- **Work item**
Across the records below, how many lines include the string "query"? Respond with the number only.

[Source records]
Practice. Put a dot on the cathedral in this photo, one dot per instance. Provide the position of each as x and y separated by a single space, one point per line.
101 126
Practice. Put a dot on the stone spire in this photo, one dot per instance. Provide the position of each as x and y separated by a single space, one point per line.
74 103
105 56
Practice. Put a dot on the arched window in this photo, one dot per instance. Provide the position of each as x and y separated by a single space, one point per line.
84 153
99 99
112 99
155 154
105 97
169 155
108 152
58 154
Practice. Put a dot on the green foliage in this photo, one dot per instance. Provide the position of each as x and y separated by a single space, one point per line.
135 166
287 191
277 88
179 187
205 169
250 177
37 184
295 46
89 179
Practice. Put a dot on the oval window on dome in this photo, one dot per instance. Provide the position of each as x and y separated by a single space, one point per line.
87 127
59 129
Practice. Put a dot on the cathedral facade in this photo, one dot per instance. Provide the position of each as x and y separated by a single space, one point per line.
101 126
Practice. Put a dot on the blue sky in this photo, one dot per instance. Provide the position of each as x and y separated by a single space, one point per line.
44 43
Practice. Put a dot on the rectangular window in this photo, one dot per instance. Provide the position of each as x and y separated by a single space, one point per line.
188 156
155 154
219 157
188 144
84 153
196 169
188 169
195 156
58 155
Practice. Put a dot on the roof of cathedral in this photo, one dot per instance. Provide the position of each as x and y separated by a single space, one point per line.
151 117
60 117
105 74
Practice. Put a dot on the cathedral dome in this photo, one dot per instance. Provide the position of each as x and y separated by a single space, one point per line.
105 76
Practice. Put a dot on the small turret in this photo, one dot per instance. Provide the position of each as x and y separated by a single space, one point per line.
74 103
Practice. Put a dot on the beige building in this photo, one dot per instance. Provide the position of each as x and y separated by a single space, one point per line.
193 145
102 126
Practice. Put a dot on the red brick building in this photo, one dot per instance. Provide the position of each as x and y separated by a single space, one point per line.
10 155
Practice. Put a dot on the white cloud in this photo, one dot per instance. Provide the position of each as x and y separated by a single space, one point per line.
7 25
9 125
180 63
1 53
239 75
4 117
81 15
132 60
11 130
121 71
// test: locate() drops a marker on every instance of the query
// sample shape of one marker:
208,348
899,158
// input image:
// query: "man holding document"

- **Output below**
2